-- Begin Stored data --

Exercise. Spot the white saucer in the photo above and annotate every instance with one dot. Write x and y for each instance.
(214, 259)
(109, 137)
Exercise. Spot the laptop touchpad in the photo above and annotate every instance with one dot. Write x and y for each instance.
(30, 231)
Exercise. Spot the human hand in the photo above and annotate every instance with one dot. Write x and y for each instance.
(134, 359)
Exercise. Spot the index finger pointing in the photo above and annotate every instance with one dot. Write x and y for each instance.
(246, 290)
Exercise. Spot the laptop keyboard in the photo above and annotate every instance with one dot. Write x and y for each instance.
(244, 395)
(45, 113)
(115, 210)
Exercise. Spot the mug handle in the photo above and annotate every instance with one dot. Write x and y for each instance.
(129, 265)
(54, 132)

-- End Stored data --

• [Task description]: Please reproduce the whole listing above verbatim, line for line.

• [The output]:
Exercise. Spot the white saucer in the photo above and annotate every instance with one dot. Write x and y for each instance.
(214, 259)
(109, 137)
Exercise. Spot the laptop touchpad in the photo above and annotate every instance with one dot. Write x and y for each instance.
(30, 231)
Exercise. Spot the human hand in the photo above and annotate every instance with one dot. Write x and y for each instance.
(134, 359)
Exercise. Spot the index finger pointing in the photo above and annotate every instance with one dot. Write x and y for each instance.
(246, 290)
Exercise. Spot the laptop keyboard in the photo above and annotate every instance with one dot. Write x and y for each instance.
(244, 395)
(45, 113)
(115, 210)
Exercise. Spot the mug handle in the photo above and annotate every instance with one dot. Write x and y for each instance.
(129, 265)
(54, 132)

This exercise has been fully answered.